- Other names: Ventricular gallop, protodiastolic gallop
- Diagram of the heart.
- Specialty: Cardiology

= Third heart sound =

The third heart sound or S_{3} is a rare extra heart sound that occurs soon after the normal two "lub-dub" heart sounds (S_{1} and S_{2}). S_{3} is associated with heart failure.

==Physiology==
It occurs at the beginning of the middle third of diastole, approximately 0.12 to 0.18 seconds after S_{2}. This produces a rhythm classically compared to the cadence of the word "Kentucky" with the final syllable ("-CKY") representing S_{3}. One may also use the phrase "Slosh’-ing-IN" to help with the cadence (Slosh S_{1}, -ing S_{2}, -in S_{3}), as well as the pathology of the S_{3} sound, or any other number of local variants.

S_{3} may be normal in people under 40 years of age and some trained athletes but should disappear before middle age. Re-emergence of this sound late in life is abnormal and may indicate serious problems such as heart failure. The sound of S_{3} is lower in pitch than the normal sounds, usually faint, and best heard with the bell of the stethoscope.

#### Assignment 1:
Answer these questions about the third heart sound text:
(a) What two other names does the sound have?
(b) About how long after S_{2} does S_{3} occur?
(c) Which part of the stethoscope is best for hearing it?
#### Assignment 2:
Continue the third heart sound text, starting right after its final sentence.

#### Entries provided:
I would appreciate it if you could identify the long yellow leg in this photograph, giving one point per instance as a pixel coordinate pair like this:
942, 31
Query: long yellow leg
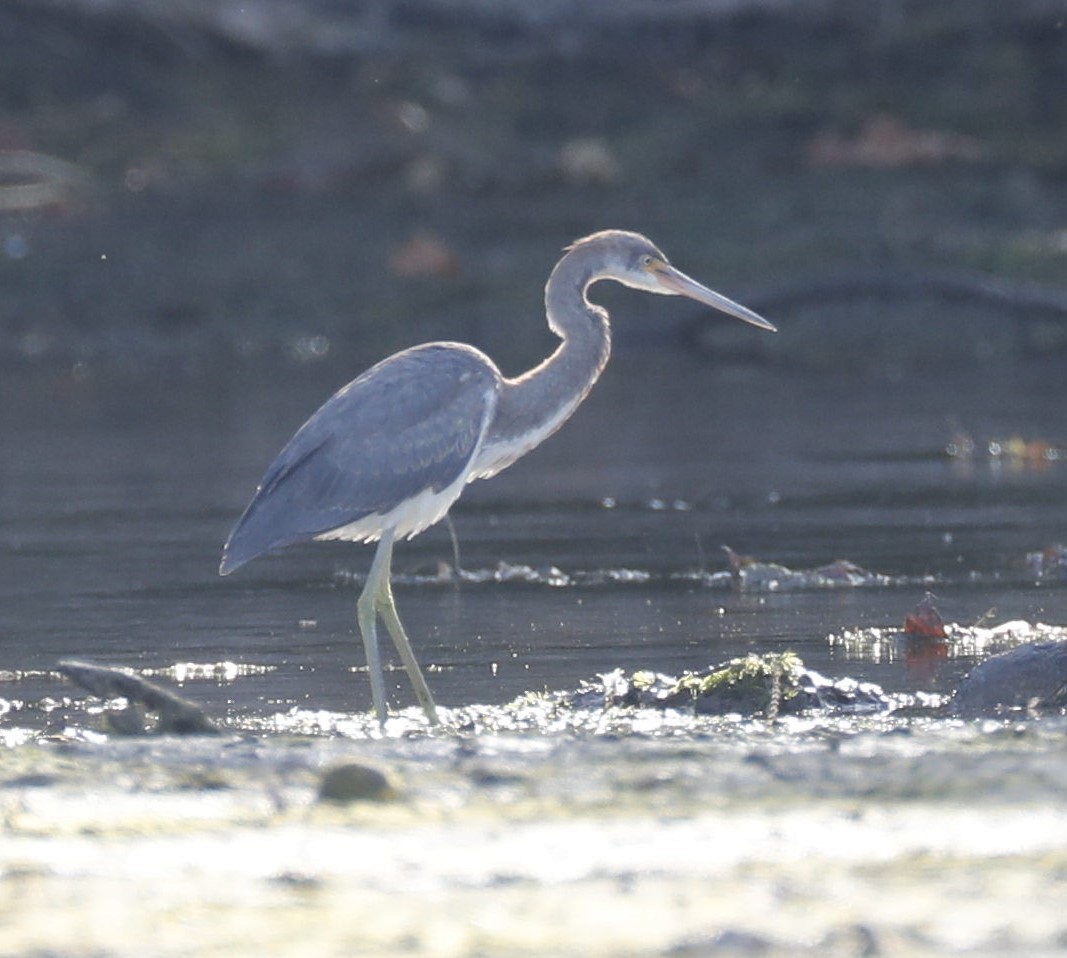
387, 609
377, 600
366, 610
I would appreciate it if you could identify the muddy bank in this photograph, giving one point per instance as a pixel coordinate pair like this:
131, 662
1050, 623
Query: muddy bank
824, 839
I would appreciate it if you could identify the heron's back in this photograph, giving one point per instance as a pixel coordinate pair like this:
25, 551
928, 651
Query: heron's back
392, 449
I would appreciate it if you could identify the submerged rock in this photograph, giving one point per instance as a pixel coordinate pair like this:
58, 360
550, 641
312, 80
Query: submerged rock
1032, 676
768, 685
149, 707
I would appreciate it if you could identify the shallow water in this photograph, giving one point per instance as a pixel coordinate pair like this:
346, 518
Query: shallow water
600, 549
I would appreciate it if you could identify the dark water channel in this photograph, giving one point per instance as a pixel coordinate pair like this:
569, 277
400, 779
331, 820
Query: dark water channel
601, 549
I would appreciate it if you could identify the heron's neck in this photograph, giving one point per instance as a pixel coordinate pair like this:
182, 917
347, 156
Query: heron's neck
531, 406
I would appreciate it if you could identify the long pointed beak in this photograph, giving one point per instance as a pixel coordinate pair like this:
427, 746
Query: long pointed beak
677, 282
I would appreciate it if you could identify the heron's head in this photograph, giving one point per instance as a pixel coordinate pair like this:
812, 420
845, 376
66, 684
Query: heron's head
636, 261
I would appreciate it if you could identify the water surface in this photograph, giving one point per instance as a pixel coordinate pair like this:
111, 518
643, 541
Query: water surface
600, 549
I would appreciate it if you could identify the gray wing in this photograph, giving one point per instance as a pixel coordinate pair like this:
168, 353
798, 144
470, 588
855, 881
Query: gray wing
412, 424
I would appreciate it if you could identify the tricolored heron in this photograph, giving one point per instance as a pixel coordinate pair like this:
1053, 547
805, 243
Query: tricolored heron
387, 456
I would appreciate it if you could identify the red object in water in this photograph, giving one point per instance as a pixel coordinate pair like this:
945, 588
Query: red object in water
925, 620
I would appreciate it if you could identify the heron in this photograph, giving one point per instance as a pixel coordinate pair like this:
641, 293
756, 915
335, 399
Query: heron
388, 454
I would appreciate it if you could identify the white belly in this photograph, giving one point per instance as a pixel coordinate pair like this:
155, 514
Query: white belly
409, 519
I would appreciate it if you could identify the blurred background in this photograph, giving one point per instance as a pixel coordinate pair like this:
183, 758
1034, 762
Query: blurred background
212, 214
186, 182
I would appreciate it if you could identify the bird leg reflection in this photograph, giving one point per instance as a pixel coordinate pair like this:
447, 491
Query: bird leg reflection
377, 600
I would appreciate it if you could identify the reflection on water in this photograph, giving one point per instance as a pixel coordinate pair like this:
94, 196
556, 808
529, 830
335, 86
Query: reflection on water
601, 549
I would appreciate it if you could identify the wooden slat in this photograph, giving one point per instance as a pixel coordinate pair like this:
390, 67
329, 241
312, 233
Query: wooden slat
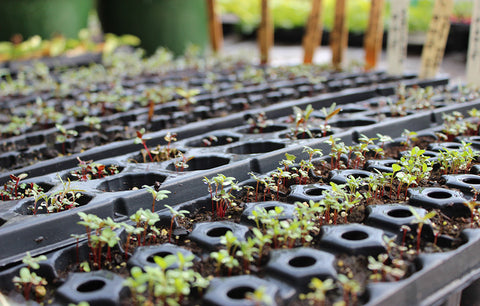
214, 26
397, 41
473, 57
339, 34
265, 33
374, 35
434, 47
313, 33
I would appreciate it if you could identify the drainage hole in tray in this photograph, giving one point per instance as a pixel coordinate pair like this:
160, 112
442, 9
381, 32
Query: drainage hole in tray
315, 191
471, 180
355, 235
399, 213
439, 195
218, 231
159, 254
302, 261
90, 286
239, 293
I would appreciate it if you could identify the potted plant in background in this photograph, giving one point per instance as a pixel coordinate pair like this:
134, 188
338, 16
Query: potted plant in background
43, 17
169, 23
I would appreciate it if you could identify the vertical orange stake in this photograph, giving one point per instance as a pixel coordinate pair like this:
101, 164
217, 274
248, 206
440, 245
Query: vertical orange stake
397, 36
214, 26
265, 33
374, 34
473, 57
434, 47
339, 35
313, 33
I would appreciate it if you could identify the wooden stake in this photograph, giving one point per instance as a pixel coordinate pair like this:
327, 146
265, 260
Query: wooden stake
313, 33
434, 47
339, 34
214, 26
397, 36
473, 57
374, 35
265, 33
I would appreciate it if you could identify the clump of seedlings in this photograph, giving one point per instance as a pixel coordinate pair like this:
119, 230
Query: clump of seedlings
13, 189
164, 285
220, 188
90, 170
258, 122
28, 281
61, 200
100, 232
159, 153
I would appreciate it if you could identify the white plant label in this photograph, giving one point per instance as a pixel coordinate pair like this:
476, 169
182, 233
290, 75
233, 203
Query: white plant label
397, 36
434, 47
473, 57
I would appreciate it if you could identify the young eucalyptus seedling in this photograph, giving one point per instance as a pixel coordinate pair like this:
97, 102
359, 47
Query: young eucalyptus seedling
420, 221
28, 280
175, 214
157, 194
140, 139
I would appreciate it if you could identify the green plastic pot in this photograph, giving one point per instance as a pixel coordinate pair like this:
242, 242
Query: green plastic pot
43, 17
168, 23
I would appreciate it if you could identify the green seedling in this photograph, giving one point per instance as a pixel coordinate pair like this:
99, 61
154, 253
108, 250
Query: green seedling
221, 196
28, 280
100, 233
329, 113
175, 214
61, 200
140, 139
188, 97
472, 205
162, 285
223, 258
145, 219
259, 296
157, 194
319, 288
351, 289
420, 221
64, 135
15, 190
301, 118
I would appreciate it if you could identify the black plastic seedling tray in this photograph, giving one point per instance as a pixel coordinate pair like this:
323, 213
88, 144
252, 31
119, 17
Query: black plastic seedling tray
439, 278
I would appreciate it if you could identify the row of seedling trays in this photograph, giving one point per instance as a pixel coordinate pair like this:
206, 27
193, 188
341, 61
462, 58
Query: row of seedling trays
255, 214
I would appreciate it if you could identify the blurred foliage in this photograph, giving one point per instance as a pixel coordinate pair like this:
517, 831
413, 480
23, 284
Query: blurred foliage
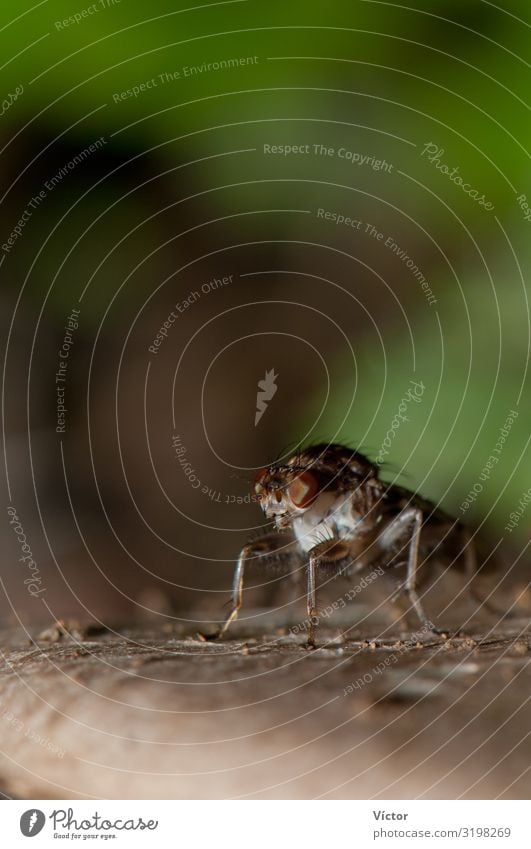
453, 73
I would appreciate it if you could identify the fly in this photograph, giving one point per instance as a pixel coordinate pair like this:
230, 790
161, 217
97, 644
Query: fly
342, 519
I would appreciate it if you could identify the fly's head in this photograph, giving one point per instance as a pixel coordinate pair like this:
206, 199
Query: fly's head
287, 490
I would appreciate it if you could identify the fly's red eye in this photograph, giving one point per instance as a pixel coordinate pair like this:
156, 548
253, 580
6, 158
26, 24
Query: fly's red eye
303, 489
257, 480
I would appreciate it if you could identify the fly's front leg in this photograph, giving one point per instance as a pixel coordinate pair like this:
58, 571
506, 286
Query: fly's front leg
330, 551
410, 520
258, 548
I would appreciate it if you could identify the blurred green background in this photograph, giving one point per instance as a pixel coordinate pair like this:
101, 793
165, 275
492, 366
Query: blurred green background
181, 191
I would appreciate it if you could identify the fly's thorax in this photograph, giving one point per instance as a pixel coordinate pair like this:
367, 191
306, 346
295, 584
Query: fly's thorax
330, 516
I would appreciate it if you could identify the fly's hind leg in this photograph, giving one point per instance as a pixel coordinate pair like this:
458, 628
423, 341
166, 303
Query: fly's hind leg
409, 522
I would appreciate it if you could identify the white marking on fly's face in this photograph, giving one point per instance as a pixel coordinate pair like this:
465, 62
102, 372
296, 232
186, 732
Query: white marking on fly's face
329, 516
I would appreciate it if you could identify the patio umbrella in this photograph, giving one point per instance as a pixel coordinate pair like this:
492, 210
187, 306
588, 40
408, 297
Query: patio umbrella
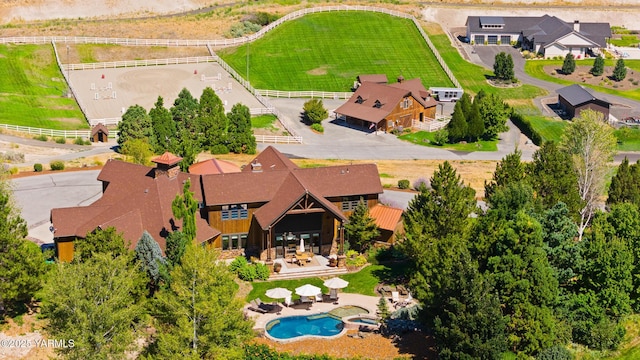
278, 293
308, 290
336, 283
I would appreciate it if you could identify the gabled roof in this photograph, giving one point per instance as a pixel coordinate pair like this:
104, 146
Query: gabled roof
362, 104
577, 95
386, 217
213, 166
133, 201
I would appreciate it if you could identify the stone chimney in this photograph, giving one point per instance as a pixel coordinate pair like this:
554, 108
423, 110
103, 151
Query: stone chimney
166, 165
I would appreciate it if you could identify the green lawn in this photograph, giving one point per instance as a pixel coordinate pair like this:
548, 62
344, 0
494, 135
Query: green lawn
326, 51
421, 137
474, 77
535, 68
32, 90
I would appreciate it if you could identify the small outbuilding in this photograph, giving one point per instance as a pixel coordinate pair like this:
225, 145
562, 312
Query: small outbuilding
99, 133
575, 98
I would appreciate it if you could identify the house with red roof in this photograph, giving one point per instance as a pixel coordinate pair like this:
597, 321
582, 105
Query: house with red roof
266, 210
385, 107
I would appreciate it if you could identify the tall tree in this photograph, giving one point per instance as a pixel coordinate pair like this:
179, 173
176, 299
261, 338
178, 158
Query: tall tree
241, 139
620, 71
361, 228
591, 143
509, 169
97, 303
22, 265
199, 315
163, 125
185, 207
135, 124
149, 256
553, 179
598, 66
214, 122
569, 64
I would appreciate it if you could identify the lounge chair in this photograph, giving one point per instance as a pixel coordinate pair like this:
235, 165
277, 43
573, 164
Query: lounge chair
253, 306
395, 297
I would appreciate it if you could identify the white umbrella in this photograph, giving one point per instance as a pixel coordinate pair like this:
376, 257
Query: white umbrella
308, 290
278, 293
336, 283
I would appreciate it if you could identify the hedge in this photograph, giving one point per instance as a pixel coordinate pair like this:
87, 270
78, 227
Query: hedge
525, 126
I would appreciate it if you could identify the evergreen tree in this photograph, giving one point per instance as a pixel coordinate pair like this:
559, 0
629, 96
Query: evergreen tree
475, 127
213, 121
552, 177
569, 64
164, 128
135, 124
509, 169
241, 139
22, 265
185, 207
97, 304
199, 316
150, 258
361, 228
620, 71
598, 66
589, 140
469, 324
457, 127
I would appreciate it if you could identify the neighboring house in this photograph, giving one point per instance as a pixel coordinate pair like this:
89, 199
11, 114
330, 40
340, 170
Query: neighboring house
263, 211
545, 35
377, 106
389, 221
99, 133
213, 166
575, 98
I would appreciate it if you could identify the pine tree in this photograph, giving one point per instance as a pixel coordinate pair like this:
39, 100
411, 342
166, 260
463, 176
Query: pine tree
185, 207
598, 66
569, 64
241, 139
620, 71
361, 229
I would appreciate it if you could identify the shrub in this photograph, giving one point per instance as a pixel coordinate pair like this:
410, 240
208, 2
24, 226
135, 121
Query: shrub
56, 165
525, 126
403, 184
422, 183
317, 127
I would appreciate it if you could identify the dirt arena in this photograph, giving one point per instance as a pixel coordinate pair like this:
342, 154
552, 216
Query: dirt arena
107, 93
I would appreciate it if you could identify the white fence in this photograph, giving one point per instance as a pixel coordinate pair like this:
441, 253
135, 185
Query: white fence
48, 132
430, 126
305, 94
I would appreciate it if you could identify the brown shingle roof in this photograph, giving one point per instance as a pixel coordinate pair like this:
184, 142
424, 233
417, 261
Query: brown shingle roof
386, 217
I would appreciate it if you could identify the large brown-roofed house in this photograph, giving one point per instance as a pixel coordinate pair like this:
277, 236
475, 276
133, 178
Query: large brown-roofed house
385, 107
263, 211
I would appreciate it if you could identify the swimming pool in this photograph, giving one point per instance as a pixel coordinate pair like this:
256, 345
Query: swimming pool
289, 327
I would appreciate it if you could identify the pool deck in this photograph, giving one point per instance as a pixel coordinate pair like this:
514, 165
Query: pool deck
368, 302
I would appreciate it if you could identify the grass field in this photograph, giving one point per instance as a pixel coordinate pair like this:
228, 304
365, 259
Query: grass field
421, 137
535, 68
326, 51
473, 77
32, 90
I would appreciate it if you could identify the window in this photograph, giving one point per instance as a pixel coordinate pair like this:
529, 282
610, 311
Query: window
350, 202
234, 241
234, 212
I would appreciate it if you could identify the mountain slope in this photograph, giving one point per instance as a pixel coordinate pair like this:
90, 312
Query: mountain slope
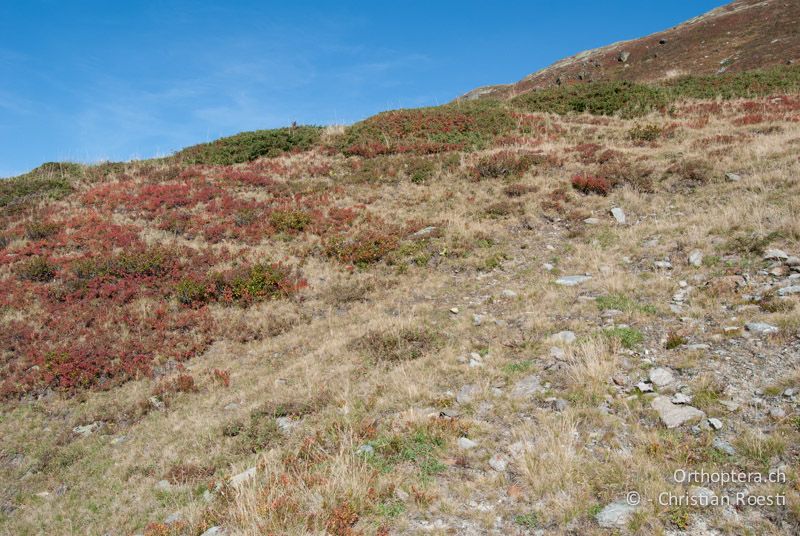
740, 36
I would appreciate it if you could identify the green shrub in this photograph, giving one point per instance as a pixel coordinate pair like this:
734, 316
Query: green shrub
462, 125
40, 230
189, 292
37, 269
628, 337
248, 146
600, 98
645, 133
48, 181
759, 82
289, 220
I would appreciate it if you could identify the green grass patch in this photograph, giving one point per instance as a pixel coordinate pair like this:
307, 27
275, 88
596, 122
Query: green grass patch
49, 181
248, 146
628, 337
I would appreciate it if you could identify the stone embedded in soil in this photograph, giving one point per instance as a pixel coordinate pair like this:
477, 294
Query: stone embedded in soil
527, 387
661, 376
696, 258
673, 415
761, 327
572, 280
498, 463
615, 515
243, 477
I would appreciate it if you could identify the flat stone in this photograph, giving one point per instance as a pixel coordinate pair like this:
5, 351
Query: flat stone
786, 291
615, 515
365, 450
661, 376
673, 415
777, 413
425, 231
761, 327
680, 398
87, 429
563, 337
775, 255
243, 477
703, 496
572, 280
498, 463
466, 443
527, 387
696, 258
723, 446
467, 393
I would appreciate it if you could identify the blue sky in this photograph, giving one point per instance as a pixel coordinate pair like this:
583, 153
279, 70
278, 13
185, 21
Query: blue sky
89, 80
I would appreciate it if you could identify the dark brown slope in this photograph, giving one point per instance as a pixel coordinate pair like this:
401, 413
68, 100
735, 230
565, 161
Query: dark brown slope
739, 36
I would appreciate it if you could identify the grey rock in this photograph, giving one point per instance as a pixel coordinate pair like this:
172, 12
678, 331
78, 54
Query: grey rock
615, 515
572, 280
527, 387
286, 424
775, 255
467, 393
87, 429
723, 446
563, 337
498, 462
786, 291
466, 443
243, 477
174, 517
673, 415
761, 327
423, 232
661, 376
777, 413
696, 258
680, 398
703, 496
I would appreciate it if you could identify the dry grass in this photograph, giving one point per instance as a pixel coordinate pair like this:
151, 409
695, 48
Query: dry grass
373, 355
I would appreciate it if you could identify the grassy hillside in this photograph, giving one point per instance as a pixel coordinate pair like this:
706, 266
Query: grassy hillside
427, 322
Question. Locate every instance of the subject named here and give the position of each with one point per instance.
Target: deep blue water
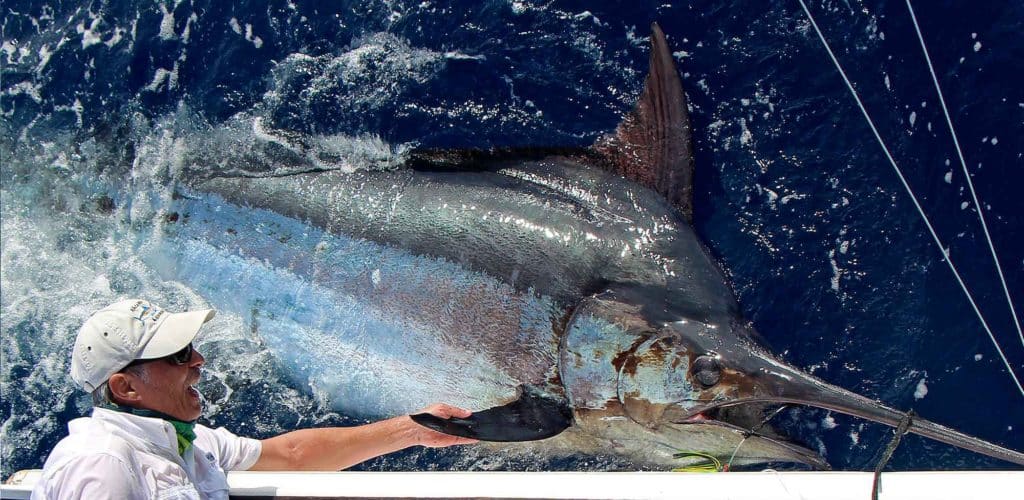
(825, 251)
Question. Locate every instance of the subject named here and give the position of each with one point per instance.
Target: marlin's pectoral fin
(534, 416)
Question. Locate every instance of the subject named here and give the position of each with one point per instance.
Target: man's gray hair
(101, 396)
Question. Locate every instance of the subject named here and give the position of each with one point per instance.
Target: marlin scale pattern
(560, 294)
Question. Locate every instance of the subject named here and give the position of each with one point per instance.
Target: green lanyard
(185, 430)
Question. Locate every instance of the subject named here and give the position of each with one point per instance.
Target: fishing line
(970, 183)
(916, 204)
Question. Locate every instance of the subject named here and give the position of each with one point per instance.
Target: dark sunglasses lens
(182, 357)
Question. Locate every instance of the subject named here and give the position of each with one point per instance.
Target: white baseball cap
(126, 331)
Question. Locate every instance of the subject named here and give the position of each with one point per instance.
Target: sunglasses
(180, 358)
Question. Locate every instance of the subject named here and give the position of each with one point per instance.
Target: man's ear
(122, 388)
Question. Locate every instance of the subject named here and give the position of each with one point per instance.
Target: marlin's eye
(707, 371)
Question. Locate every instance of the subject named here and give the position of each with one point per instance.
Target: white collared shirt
(122, 456)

#### Final answer 1:
(a) Ventricular gallop and protodiastolic gallop.
(b) Approximately 0.12 to 0.18 seconds.
(c) The bell.

#### Final answer 2:
It has also been termed a ventricular gallop or a protodiastolic gallop because of its place in early diastole. It is a type of gallop rhythm by virtue of having an extra sound; the other gallop rhythm is called S_{4}. The two are quite different, but they may sometimes occur together forming a quadruple gallop. If the heart rate is also very fast (tachycardia), it can become difficult to distinguish between S_{3} and S_{4} thus producing a single sound called a summation gallop. S_{3} is a dull, low-pitched sound best heard with the bell placed over the cardiac apex with the patient lying in the left lateral decubitus position. This heart sound when present in a child or young adult implies the presence of a supple ventricle that can undergo rapid filling. Conversely, when heard in a middle-aged or older adult, an S_{3} is often a sign of disease, indicating increased ventricular filling due to congestive heart failure or severe mitral or tricuspid regurgitation.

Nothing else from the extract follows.